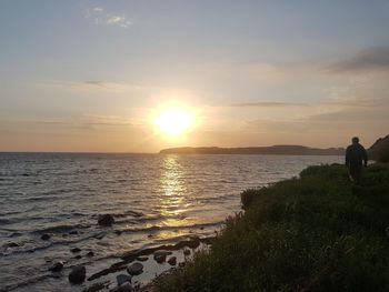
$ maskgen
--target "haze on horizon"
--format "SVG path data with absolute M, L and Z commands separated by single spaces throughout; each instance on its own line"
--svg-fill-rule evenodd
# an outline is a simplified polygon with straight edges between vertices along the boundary
M 1 0 L 0 151 L 369 147 L 389 129 L 388 14 L 383 0 Z M 169 107 L 193 117 L 179 135 L 156 127 Z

───

* _Instruction_:
Reproduce every line of the item above verbatim, omitting the picture.

* _Output for this exercise_:
$ maskgen
--target "haze on horizon"
--format "SVG path data with absolute M, L and Z commands separated by single spaces throughout; each instance on its own line"
--svg-fill-rule evenodd
# an outline is a simplified polygon with straight edges between vertices along the boundary
M 1 0 L 0 151 L 369 147 L 389 129 L 388 14 L 383 0 Z M 169 107 L 193 117 L 179 135 L 156 127 Z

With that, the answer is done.